----- Records for the task

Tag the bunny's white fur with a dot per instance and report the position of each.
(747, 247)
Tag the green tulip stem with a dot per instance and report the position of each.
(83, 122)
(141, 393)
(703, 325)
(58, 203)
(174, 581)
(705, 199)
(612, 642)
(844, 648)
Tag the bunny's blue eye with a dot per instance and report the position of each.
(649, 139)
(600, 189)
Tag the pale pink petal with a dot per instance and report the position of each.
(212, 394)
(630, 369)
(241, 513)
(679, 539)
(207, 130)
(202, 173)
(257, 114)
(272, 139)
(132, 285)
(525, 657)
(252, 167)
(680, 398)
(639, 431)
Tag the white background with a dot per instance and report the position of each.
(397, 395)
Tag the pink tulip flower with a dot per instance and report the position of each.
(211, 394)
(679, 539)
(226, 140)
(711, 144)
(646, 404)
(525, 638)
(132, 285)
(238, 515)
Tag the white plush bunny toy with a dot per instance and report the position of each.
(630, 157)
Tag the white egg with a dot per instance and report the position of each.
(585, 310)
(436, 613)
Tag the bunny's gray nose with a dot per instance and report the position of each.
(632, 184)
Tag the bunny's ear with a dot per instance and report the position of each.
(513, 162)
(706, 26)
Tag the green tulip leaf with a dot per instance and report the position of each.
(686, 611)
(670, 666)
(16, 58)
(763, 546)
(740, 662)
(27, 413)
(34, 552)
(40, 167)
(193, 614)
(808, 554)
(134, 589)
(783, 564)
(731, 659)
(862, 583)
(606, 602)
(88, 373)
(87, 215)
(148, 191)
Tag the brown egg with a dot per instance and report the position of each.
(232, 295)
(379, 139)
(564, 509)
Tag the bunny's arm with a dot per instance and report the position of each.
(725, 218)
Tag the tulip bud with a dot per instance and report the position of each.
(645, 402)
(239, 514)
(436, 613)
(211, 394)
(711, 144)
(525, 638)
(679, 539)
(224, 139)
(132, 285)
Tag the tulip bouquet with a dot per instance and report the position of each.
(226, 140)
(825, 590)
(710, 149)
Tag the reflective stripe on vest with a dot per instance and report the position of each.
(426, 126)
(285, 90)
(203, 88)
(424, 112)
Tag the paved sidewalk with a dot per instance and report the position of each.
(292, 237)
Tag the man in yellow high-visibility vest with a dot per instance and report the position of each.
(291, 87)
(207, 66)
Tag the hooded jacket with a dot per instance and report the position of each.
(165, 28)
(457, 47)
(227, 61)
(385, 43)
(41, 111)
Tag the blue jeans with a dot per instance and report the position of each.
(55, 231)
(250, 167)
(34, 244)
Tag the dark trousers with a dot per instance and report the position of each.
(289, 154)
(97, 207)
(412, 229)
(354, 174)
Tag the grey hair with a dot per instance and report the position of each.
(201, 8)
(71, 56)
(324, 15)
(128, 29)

----------

Convert the records between the line holding "Tag the hooded" and the end of the records, inclusive, into a two-column CSV with the columns label_request and points. Give one row per request, putting its text and its answer each in a single quoted field and replacing line breaks with spaces.

label_request,points
"Tag the hooded jacket with a dot per instance and report the position of each.","(165, 28) (457, 47) (227, 61) (385, 43) (41, 111)"
"Tag the blue jeans with a dot per instance and report the position of each.","(55, 231) (250, 167) (34, 244)"
"Tag the dark trousers with a dot per instance and report the position of each.","(289, 154) (97, 207) (412, 229) (354, 174)"
"Tag the grey hair with a dot per instance and report the position of each.","(201, 8) (71, 56) (324, 15) (128, 29)"